Present the lines as a JSON list of strings, one string per line and no blank lines, beginning at the line that contains "Identify the storm" and continuing through the final line of the records, with both ends included. Omit the pictures from the answer.
--- start of MATERIAL FOR THIS EXERCISE ---
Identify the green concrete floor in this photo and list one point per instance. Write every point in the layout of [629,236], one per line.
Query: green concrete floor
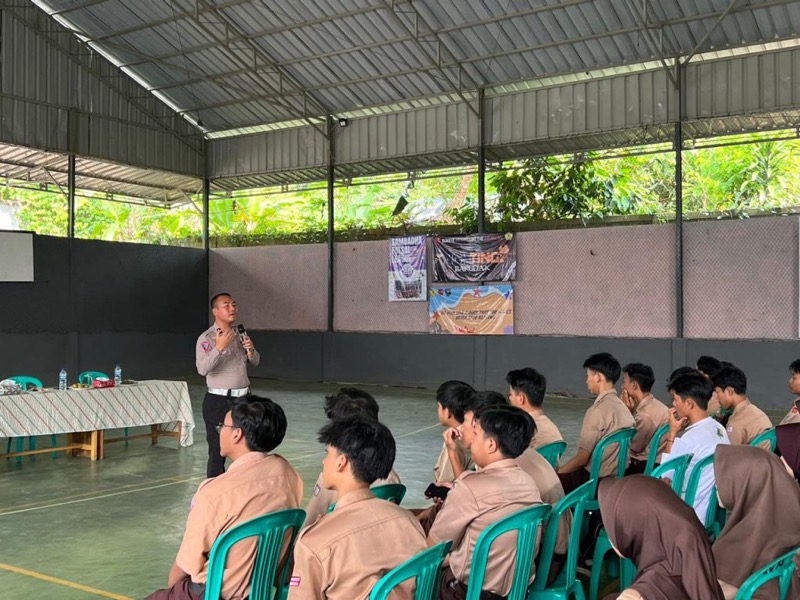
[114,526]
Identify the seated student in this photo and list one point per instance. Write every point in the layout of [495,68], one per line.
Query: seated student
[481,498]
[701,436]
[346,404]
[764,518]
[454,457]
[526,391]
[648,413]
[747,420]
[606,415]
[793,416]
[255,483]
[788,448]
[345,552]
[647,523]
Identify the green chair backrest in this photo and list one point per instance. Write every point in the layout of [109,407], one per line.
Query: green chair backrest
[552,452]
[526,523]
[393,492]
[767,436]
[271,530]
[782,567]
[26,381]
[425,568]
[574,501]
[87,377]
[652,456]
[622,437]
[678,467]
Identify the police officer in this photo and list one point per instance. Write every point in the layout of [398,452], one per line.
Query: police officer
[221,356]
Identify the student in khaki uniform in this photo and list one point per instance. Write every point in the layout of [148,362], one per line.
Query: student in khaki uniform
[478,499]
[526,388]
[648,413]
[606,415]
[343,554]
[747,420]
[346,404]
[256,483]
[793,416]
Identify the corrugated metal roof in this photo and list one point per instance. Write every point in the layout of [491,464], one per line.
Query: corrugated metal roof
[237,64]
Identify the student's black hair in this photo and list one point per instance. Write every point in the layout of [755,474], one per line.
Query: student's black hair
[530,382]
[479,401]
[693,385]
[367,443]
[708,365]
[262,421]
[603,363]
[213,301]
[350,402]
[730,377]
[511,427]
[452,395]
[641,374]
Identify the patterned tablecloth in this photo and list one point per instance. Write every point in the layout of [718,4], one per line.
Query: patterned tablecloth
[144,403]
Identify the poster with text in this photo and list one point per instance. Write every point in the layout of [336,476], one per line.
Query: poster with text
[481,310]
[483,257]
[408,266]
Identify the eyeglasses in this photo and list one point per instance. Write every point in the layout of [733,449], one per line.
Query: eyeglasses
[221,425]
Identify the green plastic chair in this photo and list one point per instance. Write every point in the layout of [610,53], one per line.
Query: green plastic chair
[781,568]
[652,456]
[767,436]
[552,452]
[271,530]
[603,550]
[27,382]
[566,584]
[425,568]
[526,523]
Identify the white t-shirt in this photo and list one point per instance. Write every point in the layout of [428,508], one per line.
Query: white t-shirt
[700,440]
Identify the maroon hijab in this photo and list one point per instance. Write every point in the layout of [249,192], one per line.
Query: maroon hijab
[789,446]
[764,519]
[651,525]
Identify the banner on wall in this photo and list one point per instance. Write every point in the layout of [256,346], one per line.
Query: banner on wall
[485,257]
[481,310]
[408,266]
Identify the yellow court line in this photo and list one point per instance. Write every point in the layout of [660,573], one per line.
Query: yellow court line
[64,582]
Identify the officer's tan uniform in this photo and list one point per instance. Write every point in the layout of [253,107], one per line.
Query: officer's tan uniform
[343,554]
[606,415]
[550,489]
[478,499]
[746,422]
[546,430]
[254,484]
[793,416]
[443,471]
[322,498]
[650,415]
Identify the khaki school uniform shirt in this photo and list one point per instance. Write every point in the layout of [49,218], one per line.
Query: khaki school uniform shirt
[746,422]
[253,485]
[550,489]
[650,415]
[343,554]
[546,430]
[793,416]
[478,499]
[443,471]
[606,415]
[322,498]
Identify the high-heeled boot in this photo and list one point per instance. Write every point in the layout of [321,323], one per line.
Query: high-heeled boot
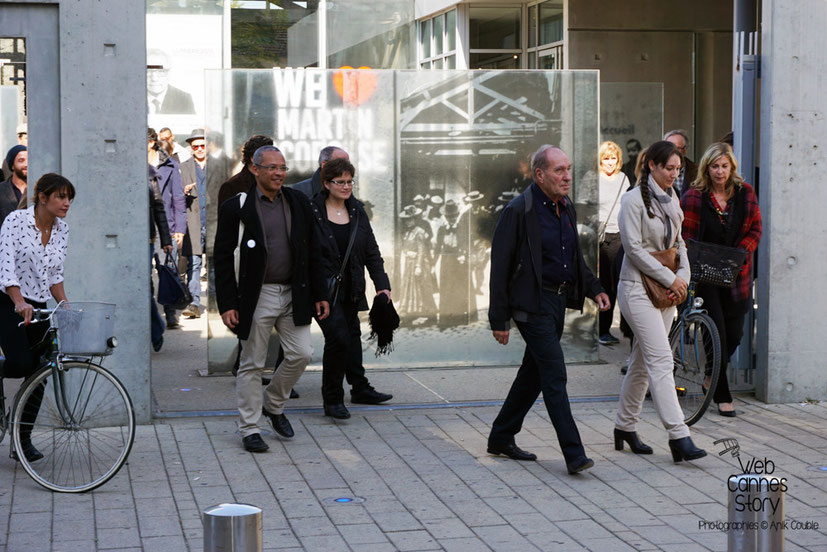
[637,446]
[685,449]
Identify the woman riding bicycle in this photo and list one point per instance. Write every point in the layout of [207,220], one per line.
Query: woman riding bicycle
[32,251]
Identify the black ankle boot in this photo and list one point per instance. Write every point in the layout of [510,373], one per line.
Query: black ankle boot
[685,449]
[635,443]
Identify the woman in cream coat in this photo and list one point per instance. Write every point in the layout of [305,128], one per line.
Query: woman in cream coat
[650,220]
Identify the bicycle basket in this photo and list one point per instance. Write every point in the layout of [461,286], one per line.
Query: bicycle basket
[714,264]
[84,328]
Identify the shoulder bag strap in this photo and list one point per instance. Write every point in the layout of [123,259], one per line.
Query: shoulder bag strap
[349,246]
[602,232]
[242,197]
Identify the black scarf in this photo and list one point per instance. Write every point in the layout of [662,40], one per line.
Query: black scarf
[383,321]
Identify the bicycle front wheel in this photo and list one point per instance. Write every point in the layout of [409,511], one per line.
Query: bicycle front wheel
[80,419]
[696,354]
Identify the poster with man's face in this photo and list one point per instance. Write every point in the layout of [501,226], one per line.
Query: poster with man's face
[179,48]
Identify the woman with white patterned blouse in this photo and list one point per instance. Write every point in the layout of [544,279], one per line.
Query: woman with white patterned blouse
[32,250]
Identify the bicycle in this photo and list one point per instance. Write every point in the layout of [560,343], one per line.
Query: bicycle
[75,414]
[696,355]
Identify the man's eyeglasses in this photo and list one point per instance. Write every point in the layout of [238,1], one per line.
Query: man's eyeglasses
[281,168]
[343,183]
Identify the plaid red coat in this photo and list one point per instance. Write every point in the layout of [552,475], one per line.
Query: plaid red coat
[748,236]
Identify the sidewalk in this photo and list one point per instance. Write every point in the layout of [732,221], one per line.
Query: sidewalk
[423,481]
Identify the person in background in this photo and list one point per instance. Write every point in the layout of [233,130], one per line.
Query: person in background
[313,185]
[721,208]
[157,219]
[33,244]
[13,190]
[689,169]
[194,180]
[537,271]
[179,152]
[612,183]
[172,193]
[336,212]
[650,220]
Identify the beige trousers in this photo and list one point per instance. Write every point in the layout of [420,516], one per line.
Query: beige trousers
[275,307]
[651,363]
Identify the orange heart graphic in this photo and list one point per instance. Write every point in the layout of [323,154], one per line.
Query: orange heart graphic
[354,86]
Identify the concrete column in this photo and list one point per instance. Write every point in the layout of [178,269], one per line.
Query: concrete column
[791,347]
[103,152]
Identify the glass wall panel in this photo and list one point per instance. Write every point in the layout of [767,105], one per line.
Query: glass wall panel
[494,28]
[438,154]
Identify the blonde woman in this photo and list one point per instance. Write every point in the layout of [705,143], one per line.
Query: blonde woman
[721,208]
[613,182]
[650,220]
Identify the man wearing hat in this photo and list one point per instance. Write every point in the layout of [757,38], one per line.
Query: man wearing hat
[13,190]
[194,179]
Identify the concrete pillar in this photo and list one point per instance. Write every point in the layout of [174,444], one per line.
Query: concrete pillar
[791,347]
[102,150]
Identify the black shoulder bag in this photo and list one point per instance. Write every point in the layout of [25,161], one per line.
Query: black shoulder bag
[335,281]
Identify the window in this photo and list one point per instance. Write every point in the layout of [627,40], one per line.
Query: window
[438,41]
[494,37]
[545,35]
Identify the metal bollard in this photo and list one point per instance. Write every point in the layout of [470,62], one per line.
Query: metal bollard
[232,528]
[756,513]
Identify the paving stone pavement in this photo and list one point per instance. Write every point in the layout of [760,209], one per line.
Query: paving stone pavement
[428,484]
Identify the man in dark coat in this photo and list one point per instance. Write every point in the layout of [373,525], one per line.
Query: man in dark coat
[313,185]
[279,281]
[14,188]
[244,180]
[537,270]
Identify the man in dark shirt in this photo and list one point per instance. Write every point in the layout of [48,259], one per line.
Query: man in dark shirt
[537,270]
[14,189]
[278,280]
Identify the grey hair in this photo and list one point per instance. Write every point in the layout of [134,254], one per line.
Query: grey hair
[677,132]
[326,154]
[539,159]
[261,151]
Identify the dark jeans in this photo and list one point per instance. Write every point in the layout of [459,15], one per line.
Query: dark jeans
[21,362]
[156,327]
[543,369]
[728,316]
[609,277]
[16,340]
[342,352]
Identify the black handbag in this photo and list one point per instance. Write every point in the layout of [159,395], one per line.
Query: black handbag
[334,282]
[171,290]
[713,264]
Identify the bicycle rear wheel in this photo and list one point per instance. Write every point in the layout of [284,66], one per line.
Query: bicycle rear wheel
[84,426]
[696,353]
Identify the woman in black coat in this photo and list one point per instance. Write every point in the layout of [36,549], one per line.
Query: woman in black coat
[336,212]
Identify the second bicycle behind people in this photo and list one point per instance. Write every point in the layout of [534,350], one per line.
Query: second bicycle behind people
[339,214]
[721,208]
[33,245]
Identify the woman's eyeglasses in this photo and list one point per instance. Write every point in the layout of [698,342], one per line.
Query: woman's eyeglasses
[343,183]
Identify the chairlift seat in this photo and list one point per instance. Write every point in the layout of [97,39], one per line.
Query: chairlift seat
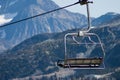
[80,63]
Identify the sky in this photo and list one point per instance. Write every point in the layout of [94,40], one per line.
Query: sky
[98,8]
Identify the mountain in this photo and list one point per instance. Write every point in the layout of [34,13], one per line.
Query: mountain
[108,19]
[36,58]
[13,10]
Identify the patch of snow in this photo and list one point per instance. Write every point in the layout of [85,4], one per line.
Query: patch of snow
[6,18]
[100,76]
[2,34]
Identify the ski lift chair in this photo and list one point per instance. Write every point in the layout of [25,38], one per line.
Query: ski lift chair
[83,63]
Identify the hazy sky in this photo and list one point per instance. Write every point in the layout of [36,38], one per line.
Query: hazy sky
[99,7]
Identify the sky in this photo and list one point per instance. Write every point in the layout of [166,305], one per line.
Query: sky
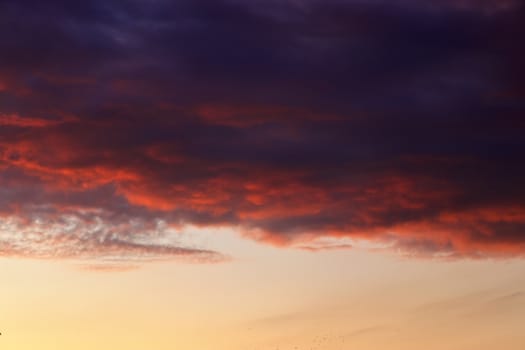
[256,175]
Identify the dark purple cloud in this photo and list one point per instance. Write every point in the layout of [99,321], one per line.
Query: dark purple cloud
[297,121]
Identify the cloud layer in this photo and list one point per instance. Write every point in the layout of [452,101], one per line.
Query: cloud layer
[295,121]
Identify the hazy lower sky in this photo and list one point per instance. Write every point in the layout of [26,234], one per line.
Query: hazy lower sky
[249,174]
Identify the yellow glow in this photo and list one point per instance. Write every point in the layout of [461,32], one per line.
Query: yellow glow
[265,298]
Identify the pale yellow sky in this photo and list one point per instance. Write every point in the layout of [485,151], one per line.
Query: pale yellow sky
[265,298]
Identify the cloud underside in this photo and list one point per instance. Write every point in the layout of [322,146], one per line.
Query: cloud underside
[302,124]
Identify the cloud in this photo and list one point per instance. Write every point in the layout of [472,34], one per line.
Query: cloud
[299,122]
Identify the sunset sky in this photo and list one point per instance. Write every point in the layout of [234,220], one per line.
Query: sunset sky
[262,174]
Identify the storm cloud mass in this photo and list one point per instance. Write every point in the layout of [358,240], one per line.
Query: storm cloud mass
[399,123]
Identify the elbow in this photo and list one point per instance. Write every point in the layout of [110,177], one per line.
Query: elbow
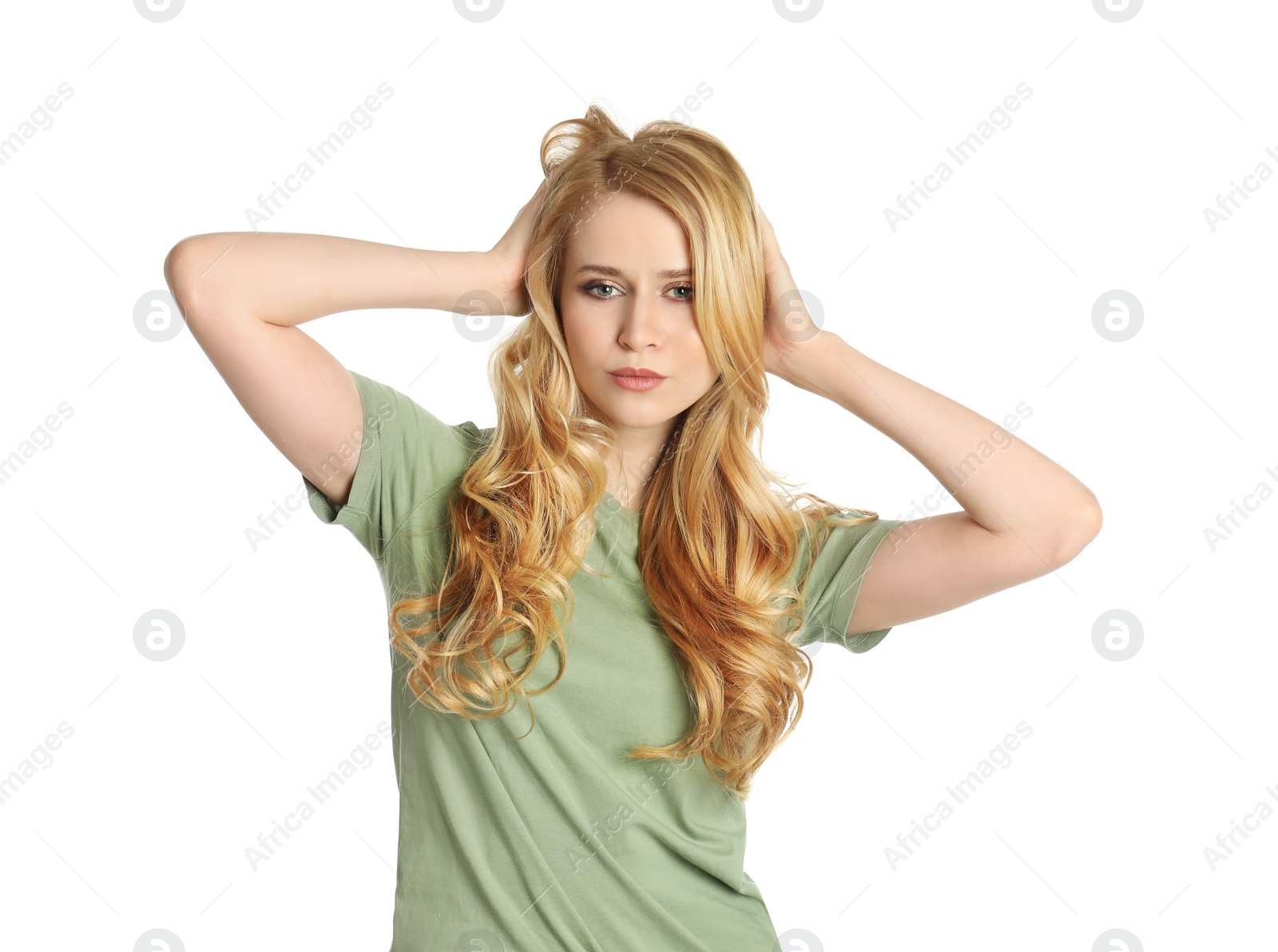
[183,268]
--- end of MATERIAL FOR THIS EXERCISE ---
WRITTEN SOLUTION ::
[
  "Identify the storm cloud mass in this photo and list one point per instance. Write every point in the layout of [358,240], one per line.",
  "Query: storm cloud mass",
  "[399,123]",
  "Identify the elbow in this photo and list one point per instance. Write every point in the layout of [110,177], one per line.",
  "Query: elbow",
  "[183,268]"
]